3 lbs of large headless shrimp with shells still on

2 cups of olive oil

1/4 cup of lemon juice

1/3 cup worchestershire

tabasco to taste

a whole lot of black pepper

kosher salt to taste

Fench bread

Put the shrimp in pyrex dishes. Drizzel with the olive oil but use all of it. Season with lots of tabasco (estimate 2-3 TBS). Pour the lemon juice & worchestershire over the shrimp then pour on lots of black pepper (your seasoning through the shells). Put on the kosher salt then put pats of butter every 2-3 inches over the shrimp. Ypu basically want to almost cover the shimp in liquid. Don't skimp on the seasoning!!!

Put under the broiler for 5 minutes or until the shrimp turn pink. Serve in bowls with lots of the juice. Peel the shrimp and eat and dip the bread in the juice. You'll slap your Mama it's so good!

:doowapsta


----------



## manintheboat

Excellent!! I eat lunch there every time I am in New Orleans. I talked to a client of mine that lives there and he says that Pascal manales is still not open. I miss their bbq shrimp. I really love the bbq shrimp sandwich they served for lunch.
------------------------------------------------------------
Answer these questions using the shrimp recipe thread above.
(a) How much olive oil does the recipe call for?
(b) How long do the shrimp stay under the broiler?
(c) Which lunch dish does the reply's writer say they really love?

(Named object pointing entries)
------------------------------------------------------------
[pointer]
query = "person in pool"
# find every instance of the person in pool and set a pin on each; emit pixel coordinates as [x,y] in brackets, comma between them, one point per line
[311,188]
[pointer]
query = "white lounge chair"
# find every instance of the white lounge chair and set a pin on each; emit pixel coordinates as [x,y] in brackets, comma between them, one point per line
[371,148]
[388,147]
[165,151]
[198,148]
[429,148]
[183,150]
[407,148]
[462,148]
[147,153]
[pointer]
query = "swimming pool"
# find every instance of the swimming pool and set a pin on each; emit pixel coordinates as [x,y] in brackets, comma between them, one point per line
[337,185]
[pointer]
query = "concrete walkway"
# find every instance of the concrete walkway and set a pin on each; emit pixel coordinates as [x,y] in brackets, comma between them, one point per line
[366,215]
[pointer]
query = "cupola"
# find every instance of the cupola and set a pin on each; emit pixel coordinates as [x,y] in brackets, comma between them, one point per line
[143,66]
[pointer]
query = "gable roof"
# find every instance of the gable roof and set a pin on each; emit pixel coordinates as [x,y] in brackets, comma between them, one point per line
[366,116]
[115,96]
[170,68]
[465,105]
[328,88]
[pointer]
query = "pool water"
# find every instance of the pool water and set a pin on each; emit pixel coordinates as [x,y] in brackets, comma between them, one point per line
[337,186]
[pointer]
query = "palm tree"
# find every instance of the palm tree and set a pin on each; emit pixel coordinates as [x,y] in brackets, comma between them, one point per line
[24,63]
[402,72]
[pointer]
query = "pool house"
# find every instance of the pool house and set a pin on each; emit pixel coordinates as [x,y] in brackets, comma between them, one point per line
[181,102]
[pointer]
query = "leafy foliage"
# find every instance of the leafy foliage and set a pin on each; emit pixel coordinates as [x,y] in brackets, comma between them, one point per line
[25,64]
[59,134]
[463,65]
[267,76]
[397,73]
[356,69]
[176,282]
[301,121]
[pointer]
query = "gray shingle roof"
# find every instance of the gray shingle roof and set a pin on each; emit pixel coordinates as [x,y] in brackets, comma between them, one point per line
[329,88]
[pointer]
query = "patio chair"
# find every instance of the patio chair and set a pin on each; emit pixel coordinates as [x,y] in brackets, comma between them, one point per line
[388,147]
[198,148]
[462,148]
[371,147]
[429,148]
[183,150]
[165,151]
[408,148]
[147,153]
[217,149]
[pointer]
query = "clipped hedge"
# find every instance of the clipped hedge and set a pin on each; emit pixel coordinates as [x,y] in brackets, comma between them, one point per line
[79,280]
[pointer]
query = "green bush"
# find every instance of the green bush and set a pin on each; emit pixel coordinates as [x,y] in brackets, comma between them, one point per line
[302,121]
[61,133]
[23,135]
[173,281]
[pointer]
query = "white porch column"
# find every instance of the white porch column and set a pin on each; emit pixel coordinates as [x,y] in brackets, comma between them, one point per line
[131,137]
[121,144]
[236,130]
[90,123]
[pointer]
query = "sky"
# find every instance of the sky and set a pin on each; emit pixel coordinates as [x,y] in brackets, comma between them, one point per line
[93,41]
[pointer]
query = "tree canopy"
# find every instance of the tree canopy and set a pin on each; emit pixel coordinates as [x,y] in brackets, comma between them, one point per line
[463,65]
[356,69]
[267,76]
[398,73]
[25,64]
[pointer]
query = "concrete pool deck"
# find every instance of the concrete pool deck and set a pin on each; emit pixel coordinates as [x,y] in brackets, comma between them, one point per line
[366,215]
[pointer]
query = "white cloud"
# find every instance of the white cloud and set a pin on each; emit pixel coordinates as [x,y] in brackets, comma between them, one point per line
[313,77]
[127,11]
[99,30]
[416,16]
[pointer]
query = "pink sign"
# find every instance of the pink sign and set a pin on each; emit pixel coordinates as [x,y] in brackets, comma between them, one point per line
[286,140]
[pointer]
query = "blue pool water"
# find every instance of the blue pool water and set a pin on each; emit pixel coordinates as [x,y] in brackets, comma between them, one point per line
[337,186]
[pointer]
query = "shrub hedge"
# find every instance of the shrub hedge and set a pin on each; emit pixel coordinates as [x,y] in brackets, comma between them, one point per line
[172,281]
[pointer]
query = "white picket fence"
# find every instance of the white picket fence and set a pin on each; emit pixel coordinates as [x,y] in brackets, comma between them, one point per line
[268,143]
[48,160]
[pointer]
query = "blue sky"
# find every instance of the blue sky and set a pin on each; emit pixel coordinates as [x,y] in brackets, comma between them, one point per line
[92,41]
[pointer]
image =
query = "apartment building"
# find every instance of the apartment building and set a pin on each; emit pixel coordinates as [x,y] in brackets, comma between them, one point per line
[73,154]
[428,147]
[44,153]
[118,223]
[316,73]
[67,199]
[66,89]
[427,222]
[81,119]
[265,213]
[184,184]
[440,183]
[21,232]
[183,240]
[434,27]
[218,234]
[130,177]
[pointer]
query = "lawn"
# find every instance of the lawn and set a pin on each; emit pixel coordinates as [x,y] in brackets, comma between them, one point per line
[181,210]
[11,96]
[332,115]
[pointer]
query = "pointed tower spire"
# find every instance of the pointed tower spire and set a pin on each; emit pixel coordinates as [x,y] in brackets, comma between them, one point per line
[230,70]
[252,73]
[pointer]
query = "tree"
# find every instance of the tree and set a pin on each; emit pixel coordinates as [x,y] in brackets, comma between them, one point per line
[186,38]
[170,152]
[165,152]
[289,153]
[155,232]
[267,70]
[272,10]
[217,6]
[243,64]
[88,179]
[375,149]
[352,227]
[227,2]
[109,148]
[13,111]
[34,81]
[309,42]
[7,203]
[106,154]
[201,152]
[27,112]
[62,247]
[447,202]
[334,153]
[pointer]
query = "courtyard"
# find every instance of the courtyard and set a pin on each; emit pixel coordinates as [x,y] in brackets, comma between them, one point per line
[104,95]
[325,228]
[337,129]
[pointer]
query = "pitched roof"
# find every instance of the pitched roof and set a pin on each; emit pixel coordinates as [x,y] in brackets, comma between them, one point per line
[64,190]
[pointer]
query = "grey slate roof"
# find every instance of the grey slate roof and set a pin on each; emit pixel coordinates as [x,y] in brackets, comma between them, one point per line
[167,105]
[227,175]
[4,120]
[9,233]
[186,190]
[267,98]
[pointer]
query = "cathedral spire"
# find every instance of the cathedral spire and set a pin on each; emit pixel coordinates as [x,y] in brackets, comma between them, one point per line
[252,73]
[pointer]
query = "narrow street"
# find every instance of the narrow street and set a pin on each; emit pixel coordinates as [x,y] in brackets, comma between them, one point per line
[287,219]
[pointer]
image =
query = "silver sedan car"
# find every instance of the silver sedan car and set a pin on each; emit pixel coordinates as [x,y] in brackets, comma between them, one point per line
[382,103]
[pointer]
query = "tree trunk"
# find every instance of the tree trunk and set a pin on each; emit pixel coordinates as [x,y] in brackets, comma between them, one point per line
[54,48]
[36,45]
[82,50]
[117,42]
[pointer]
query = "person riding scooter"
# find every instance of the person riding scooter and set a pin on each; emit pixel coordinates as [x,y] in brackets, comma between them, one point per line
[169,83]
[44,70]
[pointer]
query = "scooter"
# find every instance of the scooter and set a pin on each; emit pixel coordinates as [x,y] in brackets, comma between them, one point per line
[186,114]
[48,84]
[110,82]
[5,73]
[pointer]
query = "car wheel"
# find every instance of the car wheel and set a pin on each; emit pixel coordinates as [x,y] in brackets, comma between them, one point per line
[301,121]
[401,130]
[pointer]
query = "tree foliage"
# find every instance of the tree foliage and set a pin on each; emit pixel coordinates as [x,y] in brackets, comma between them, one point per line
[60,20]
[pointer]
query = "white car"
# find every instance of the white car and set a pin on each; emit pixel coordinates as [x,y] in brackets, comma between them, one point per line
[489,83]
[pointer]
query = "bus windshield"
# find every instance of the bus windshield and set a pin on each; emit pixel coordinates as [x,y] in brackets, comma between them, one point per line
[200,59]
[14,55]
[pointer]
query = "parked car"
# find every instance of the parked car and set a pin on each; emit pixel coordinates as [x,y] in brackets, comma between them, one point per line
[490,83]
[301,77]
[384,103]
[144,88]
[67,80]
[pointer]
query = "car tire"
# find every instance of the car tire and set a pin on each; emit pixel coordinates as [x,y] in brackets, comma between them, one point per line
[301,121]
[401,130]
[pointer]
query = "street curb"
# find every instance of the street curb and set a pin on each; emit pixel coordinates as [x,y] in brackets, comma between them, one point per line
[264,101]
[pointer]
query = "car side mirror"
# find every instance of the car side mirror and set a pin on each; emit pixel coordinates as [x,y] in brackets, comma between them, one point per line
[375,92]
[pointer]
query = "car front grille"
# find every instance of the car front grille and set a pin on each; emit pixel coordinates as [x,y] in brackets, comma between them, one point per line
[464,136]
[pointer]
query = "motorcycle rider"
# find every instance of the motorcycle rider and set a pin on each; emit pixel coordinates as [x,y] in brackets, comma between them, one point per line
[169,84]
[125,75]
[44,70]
------------------------------------------------------------
[Result for this exercise]
(a) 2 cups.
(b) 5 minutes, or until the shrimp turn pink.
(c) The bbq shrimp sandwich.